→ Your goal
For this exercise, write out each entry below exactly, omitting the images.
[Start of section]
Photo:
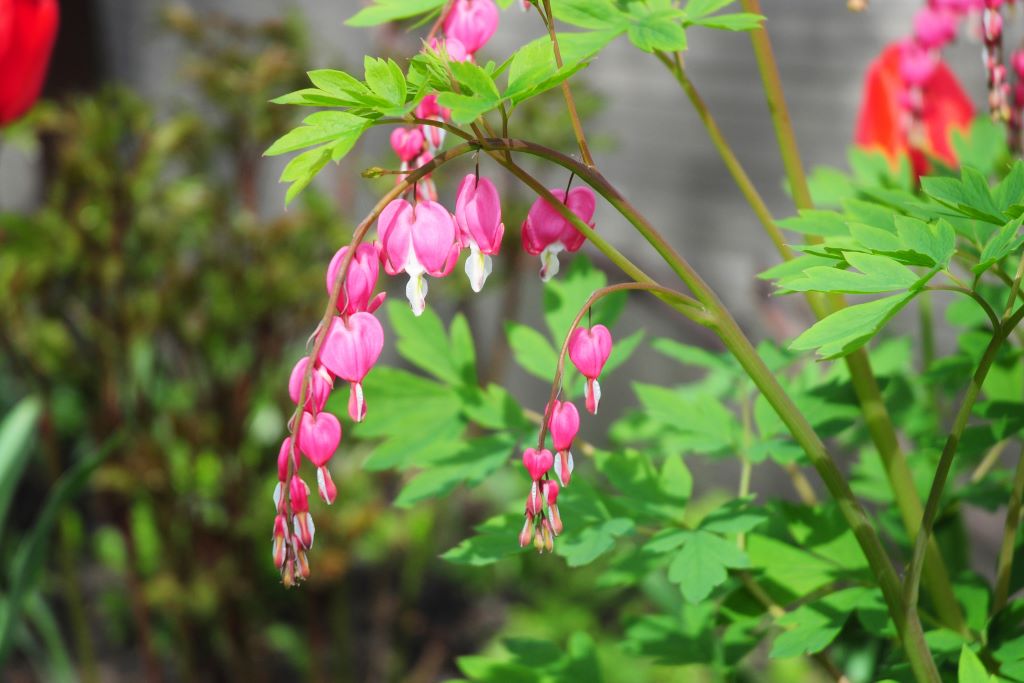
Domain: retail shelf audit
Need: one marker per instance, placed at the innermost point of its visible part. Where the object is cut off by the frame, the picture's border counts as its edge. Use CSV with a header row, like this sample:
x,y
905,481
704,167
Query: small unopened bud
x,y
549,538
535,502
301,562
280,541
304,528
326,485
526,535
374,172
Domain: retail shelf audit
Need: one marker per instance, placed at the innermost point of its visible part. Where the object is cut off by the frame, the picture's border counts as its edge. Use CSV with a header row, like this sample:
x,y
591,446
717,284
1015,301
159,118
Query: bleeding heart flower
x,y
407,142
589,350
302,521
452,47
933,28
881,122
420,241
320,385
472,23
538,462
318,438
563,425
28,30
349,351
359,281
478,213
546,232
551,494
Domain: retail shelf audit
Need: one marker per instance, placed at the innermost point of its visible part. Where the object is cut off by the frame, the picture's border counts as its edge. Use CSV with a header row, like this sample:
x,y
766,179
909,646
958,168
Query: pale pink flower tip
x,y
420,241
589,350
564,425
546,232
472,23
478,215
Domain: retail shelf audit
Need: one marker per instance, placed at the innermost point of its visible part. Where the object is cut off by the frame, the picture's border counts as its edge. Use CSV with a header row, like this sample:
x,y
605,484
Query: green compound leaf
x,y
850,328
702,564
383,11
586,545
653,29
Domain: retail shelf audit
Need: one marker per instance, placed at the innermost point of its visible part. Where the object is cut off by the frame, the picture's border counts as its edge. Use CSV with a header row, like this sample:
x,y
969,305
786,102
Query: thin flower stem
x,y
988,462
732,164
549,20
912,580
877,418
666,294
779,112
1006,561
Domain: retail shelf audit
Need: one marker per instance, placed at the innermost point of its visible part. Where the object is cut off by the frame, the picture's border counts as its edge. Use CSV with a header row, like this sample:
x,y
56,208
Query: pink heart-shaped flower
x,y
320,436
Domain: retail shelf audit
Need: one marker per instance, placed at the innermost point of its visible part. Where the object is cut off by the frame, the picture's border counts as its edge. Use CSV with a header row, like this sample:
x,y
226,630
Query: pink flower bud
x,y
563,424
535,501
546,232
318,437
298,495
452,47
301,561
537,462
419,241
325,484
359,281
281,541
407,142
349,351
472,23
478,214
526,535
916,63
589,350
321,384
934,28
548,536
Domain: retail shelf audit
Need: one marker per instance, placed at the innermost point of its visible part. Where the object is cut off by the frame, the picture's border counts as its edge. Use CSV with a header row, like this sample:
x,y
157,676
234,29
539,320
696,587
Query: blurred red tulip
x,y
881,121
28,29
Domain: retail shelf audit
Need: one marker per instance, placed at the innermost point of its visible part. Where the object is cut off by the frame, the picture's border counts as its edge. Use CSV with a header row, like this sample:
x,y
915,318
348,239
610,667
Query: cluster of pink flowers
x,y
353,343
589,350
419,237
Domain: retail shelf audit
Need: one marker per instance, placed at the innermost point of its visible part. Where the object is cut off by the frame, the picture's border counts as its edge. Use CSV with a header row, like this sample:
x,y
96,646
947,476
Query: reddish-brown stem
[End of section]
→ Solution to this exercise
Photo:
Domain: retail shelf audit
Need: one marker per instance, placed at the innermost point of its visible part. Where the object is cut off by the frame, the picture's border counts as its edge. Use CSV with a header row, like this sample:
x,y
905,481
704,167
Query: small unopened bud
x,y
549,538
535,502
301,562
280,541
304,528
326,485
526,535
374,172
Domain: retail shelf audit
Need: one marker per instance, placed at the innermost point of its visible part. Where the object is cut off by the frame, the picture's border counts as its edge. Use CSV with a header row, like this sample:
x,y
591,446
717,284
1015,301
159,118
Query: bleeding heart flower
x,y
407,142
589,350
302,521
452,47
933,28
881,122
420,241
320,385
472,23
538,462
318,438
563,425
28,30
349,351
359,281
478,213
546,232
551,494
Domain: retail shelf audit
Need: one marker per instance, placed at the innermost point of its visible part. Where the object is cut off by the frame, the picture's border counts as its edge. Use CSV with a header row, like this sample:
x,y
766,179
909,646
958,168
Query: pale pink flower tip
x,y
420,241
589,350
564,425
546,232
472,23
478,215
Domain: retail shelf audit
Need: one marker per instance, placed at the innermost point of its visible part. Where the object is cut off by the frame, the picture's border counts as its edge. Use CSV with a header row, like this sample:
x,y
605,484
Query: green compound leaf
x,y
850,328
702,564
383,11
586,545
653,29
Domain: retail shelf audit
Need: one marker per instance, placed at the innermost point of its visible part. Where the object is cut off by the frame, the picture's border counts as its edge. Use CSV with a header row, like this sample:
x,y
969,305
786,102
Query: thin flower stem
x,y
988,462
732,164
549,20
912,580
877,418
666,294
779,112
1006,561
Domain: retail shelf audit
Need: one marker per instance, placed at the innermost point of its visible part. Where the object is cut off by the frame, the picture's border counts as its edge. Use CSV with a header row, like this sample:
x,y
56,208
Query: pink heart-shaped flower
x,y
320,436
Domain: retail shelf audit
Need: one marker per instance, placed at the innermost point of its visible part. Where the object is cut off by the frame, the picture's border counts as its edge. Use CSV with a header row, like this sample:
x,y
226,630
Query: pink flower bud
x,y
563,424
535,501
546,232
318,437
298,495
452,47
301,561
537,462
419,241
325,484
359,281
281,541
407,142
349,351
472,23
478,214
526,535
916,63
589,350
321,384
934,28
548,536
Domain: retail shelf audit
Need: one marker per instance, placed at the innermost point of its visible part. Where the object is cut off by the frame, the picture's border counts as its edge. Use CSV with a header row, like this sample:
x,y
157,676
234,29
539,320
696,587
Query: blurred red tulip
x,y
881,121
28,29
Domain: retail shelf audit
Need: one marker per instance, placed at the innermost point of its visible part. Where the object is cut off by the frame, the picture's border counts as its edge. Use CSV with a header row, like this sample:
x,y
915,318
348,239
610,667
Query: cluster of pink flowers
x,y
353,343
589,350
419,237
Domain: retail shelf audit
Need: one marker per instance, placed at the innermost point of its visible part. Where the object is cut off by the frame, the picture's border counts as its edge. Use CSV with a header row, like this sample:
x,y
96,646
947,476
Query: reddish-brown stem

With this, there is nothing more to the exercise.